### WHAT TO DO
Print back every record below, exactly as it stands.

:: PROVIDED ENTRIES

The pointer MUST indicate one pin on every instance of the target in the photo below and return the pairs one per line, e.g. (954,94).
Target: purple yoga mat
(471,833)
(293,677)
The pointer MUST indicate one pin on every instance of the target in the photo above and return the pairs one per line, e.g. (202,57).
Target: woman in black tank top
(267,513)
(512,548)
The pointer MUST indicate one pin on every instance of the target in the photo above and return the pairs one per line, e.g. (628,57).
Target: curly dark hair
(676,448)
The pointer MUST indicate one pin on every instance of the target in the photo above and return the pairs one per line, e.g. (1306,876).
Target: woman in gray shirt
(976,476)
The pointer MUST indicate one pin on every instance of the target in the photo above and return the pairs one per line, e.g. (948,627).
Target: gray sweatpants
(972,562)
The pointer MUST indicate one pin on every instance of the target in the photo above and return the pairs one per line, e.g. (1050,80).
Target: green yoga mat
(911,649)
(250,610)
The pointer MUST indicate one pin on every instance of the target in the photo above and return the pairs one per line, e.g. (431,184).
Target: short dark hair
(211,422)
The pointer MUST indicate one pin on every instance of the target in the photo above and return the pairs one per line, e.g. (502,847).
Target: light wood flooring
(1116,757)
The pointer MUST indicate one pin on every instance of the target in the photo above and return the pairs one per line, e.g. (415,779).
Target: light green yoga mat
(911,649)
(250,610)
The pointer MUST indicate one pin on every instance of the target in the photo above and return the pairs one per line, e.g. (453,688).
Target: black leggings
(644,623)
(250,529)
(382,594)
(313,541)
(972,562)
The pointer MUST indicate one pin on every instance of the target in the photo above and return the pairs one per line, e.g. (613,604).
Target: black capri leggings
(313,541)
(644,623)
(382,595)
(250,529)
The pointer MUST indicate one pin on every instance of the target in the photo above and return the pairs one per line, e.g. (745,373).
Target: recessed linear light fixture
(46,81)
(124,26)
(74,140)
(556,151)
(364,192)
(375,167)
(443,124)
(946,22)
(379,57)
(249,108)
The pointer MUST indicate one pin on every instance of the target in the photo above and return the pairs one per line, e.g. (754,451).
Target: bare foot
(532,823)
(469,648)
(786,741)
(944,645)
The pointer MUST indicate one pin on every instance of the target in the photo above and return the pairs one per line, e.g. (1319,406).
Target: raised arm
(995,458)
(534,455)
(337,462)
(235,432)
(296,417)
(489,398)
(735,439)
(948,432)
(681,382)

::::

### SOLUTION FOR THIS TASK
The pointer MUST indicate one pin on every instance of the target in the photo below and return the pairs one per line, e.g. (954,94).
Target: purple yoga mat
(471,833)
(293,677)
The pointer MUST indicate one pin on every instance of the target in the photo above and return the pairs one per line, e.g. (202,57).
Target: woman in black tank top
(267,513)
(512,548)
The pointer MUST indicate one pin on every instance of the target in the photo above and return the pairs one per line, e.g. (628,57).
Target: curly dark hair
(676,448)
The pointer MUST indicate one pin on every instance of the target in the photo above and return the pairs one per line, e.g. (1306,876).
Target: woman in gray shirt
(976,476)
The pointer MUST indicate one pin on every instance of the target in the photo above and return the pairs one per line, e.g. (948,627).
Target: gray sweatpants
(972,562)
The pointer MUST indicate one pin on every instance of the target in the photo above and return the pairs one per line, e.g. (1050,80).
Target: green yoga mat
(911,649)
(250,610)
The pointer MUST indicate one pin on every instance of the target in the photo above and return the pairs one per line, e.g. (431,184).
Target: short dark hair
(211,422)
The pointer MUST indicate one pin on every instance of the target in the photo above and return the pairs one per line, e.g. (502,847).
Target: light wood flooring
(1116,757)
The pointer MUST indicate one pin on every instance of the target in the photo above and return the pairs one per line, e.g. (415,779).
Target: light green yoga mat
(911,649)
(250,610)
The pointer MUST indicate one pin on every instance of the target in the photo above and return the pairs one per line, e.g. (453,688).
Target: black leggings
(644,623)
(250,529)
(382,594)
(313,541)
(972,562)
The pointer MUST indicate one pin on every instance of the target in the photo above and return the pairs one per line, e.g. (613,604).
Target: black capri leggings
(313,541)
(644,623)
(382,595)
(250,529)
The pointer MUST indicate one pin on every instance of the target in the photo above and return the pairs one per line, e.g. (745,373).
Target: recessed linear light fixture
(46,81)
(124,26)
(74,140)
(556,151)
(364,192)
(375,167)
(443,124)
(946,22)
(379,57)
(249,108)
The pointer MUST indicate one pin on every instance of the target in the photo above and return the pairs one per line, e.g. (754,451).
Target: bare foot
(532,823)
(469,648)
(786,741)
(944,645)
The pointer MUST indicate one pin on every instance of the target in the photo above and return the pairs one per line, e.g. (1319,406).
Target: raised arm
(995,458)
(534,455)
(337,462)
(235,432)
(296,417)
(489,398)
(735,439)
(948,432)
(681,382)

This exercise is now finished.